Belge =>
Muammer Karaca Tiyatrosu: Tarihî Katmanları Gün Yüzüne Çıkarmak

Beyoğlu’nda devam eden en önemli projelerden biri Muammer Karaca Tiyatrosu. Bu proje kültürel kazanım ve kentsel, toplumsal hafızadaki yeri bağlamında çok önemli. Projeyle ilgili detayları ve sürecin ne durumda olduğunu paylaşabilir misiniz? 

M. Ü.: Bu projede ihtiyaca çok iyi bir şekilde cevap verebildiğimizi düşünüyorum. İnşaat devam ediyor. Taşıyıcı sistemlerin, dış kabuğun, duvarların olduğu kaba inşaat bitti. Şimdi artık içine girilecek. Muammer Karaca çok katmanlı bir bina. Biz de içine girdikçe hem tasarım sürecinde hem inşaat sürecinde bu çok katmanlı yapıya tanık olduk. Örneğin altında bir sarnıç yapısı var. Burası zamanında bir sarnıç üzerine inşa edilmiş. Aynı zamanda yapının bir zamanlar komşusu olan eski sokaktaki başka bir bina ile ilişkisi olduğunu da keşfettik. Binanın nihai halinde iç duvarlarından biri bir 18. yüzyıl Beyoğlu binasının da cephesi. Biz o binayı da açığa çıkarmış olduk. Bu projedeki birinci yaklaşımımız bu iki önemli tarihi durumu binanın içinde görünür kılmaktı. Tiyatronun içinde daha önce fonksiyonel olarak çalışan bir fuaye alanı yoktu. Biz mekâna bir fuaye ve atrium eklemiş olduk. Binayı yapışık olduğu apartmandan ayırdık ve sarnıcı da alternatif olarak sergileme, tiyatro ve gösteriler için kullanılabilecek ayrı bir sahneye dönüştürdük. Sonuçta geldiğimiz noktada yıllardır gizli kalmış olan sarnıcı kullanılabilir bir alternatif sahne alanı olarak tekrar gün yüzüne çıkarttık. Şu anki tasarımda ana salonun balkonuna ulaşan merdivenlerin içinde bulunduğu bir atrium var.

Verilen Malzeme =>
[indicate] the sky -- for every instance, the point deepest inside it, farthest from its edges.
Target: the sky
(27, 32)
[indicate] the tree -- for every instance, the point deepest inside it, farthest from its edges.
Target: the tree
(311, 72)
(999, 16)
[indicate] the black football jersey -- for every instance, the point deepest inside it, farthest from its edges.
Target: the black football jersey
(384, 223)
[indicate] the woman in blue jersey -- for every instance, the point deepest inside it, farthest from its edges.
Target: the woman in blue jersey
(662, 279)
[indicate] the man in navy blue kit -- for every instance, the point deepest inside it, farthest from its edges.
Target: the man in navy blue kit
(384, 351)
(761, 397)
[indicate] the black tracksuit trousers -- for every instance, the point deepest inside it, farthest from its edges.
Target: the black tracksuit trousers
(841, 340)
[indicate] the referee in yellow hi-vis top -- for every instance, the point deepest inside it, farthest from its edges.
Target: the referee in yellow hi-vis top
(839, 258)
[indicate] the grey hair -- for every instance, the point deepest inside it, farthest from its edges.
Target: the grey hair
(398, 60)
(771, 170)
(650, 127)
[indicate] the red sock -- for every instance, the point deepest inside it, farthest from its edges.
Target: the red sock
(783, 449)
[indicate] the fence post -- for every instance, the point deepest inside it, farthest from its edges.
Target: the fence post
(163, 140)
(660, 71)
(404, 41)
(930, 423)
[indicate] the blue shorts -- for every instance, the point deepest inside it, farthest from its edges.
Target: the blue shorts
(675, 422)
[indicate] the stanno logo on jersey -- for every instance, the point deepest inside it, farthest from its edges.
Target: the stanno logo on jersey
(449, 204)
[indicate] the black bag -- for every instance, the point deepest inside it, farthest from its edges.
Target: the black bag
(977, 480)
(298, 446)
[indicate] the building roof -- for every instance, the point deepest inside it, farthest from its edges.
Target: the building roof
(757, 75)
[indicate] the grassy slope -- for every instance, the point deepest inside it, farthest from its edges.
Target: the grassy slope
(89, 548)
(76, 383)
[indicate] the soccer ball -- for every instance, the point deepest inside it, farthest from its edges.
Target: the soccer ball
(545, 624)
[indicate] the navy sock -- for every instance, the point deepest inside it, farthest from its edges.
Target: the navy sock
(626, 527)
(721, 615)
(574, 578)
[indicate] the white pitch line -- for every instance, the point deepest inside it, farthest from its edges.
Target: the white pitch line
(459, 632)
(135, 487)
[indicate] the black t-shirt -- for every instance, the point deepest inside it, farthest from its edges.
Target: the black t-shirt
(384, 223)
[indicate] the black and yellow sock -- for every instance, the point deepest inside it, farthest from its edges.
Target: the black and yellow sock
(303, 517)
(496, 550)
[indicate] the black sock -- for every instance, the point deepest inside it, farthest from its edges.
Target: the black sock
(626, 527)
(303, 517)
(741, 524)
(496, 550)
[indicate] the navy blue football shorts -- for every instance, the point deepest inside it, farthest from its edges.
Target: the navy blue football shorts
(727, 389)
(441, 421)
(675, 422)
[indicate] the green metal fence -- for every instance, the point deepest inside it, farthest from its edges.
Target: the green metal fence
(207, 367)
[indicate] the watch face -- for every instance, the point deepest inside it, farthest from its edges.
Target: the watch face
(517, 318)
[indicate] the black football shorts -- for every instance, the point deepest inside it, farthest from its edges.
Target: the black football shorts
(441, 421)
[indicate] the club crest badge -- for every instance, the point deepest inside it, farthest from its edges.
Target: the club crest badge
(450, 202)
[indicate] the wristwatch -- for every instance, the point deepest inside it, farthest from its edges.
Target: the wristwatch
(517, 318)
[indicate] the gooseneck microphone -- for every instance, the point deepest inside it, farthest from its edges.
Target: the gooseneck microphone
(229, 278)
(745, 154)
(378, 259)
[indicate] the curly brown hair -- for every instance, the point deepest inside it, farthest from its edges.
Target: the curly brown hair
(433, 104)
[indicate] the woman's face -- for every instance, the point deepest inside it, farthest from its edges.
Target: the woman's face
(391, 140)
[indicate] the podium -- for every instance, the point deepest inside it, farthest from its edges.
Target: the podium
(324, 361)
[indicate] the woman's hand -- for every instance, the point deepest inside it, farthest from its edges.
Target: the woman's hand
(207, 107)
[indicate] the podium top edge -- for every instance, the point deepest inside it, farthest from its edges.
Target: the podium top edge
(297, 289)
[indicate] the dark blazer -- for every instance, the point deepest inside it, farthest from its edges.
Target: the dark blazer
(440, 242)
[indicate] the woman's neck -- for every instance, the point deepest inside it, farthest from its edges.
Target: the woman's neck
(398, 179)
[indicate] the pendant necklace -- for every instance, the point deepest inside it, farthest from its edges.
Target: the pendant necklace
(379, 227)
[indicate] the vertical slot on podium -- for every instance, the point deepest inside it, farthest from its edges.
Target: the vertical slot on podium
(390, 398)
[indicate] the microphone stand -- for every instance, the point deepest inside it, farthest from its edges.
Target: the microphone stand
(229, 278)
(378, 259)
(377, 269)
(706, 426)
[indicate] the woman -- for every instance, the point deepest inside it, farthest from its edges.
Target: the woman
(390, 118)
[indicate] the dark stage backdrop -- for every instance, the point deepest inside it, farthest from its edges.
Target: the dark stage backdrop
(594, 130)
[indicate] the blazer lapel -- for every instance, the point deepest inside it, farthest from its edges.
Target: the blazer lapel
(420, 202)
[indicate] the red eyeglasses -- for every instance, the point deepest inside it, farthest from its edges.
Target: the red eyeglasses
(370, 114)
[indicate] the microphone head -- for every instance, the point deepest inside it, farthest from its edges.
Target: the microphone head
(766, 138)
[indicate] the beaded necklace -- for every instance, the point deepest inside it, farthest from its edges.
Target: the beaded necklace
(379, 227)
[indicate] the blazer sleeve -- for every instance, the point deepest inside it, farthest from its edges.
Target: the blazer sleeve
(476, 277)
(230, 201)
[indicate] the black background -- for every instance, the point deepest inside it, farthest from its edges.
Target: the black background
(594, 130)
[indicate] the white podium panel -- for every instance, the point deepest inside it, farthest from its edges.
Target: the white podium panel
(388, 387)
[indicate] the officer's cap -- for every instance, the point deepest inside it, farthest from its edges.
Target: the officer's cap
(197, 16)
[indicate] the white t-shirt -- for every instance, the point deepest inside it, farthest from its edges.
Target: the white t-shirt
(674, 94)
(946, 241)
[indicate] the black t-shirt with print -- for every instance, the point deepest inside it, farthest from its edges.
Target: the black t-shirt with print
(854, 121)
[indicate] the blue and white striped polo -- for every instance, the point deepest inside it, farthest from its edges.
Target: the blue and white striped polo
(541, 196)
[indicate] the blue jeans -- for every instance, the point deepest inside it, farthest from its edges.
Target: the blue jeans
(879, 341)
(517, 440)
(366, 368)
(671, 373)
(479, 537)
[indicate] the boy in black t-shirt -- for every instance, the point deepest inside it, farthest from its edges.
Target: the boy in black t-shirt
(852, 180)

Yapılacak İş =>
Yukarıdaki Muammer Karaca Tiyatrosu söyleşisini, son cümlesinin ardından aynı konuşma diliyle sürdürün.

Çıktı =>
Dolayısıyla burada da bir “yeniden işlevlendirme” yaklaşımı söz konusu. Tiyatro mekânını olabildiğince modern ihtiyaçlara cevap verebilecek şekilde ve hiç kapasite kaybetmeden tekrar kullanmayı amaçladık ve bu üç durum doğrultusunda ilerledi proje.

Mert Üçer ve Hande Ciğerli Gazioğlu

Hızla ilerleyen ve hemen hemen her meslekte iş yapış pratiğinin içine sirayet eden yeni teknolojiler ve bir yandan da sosyal medya ve görsel iletişimin artan etkisi sizim işlerinizi etkiliyor mu? Ya da nasıl etkiliyor?

M. Ü.: Biz “işimiz elimizden gidiyor” gibi bir yaklaşımda değiliz. Yenilikleri seviyoruz. Ben bu teknolojik gelişmeleri dijital fotoğraf makinesinin çıkışına benzetiyorum. Analog makineden dijital makineye geçilirken de artık isteyen herkes kolayca fotoğraf çekebilecek algısı oluşmuştu. Ama dijital dünyanın pratiklerinden faydalanan iyi fotoğrafçılar devam etti. Analog fotoğraflar çekmeyi sürdürdüler ve bir yandan da dijital dünyaya ayak uydurarak daha hızlı işler üretmeye başladılar. Mimarlığı da bir gün etkileyecekse bu şekilde olacağını düşünüyorum.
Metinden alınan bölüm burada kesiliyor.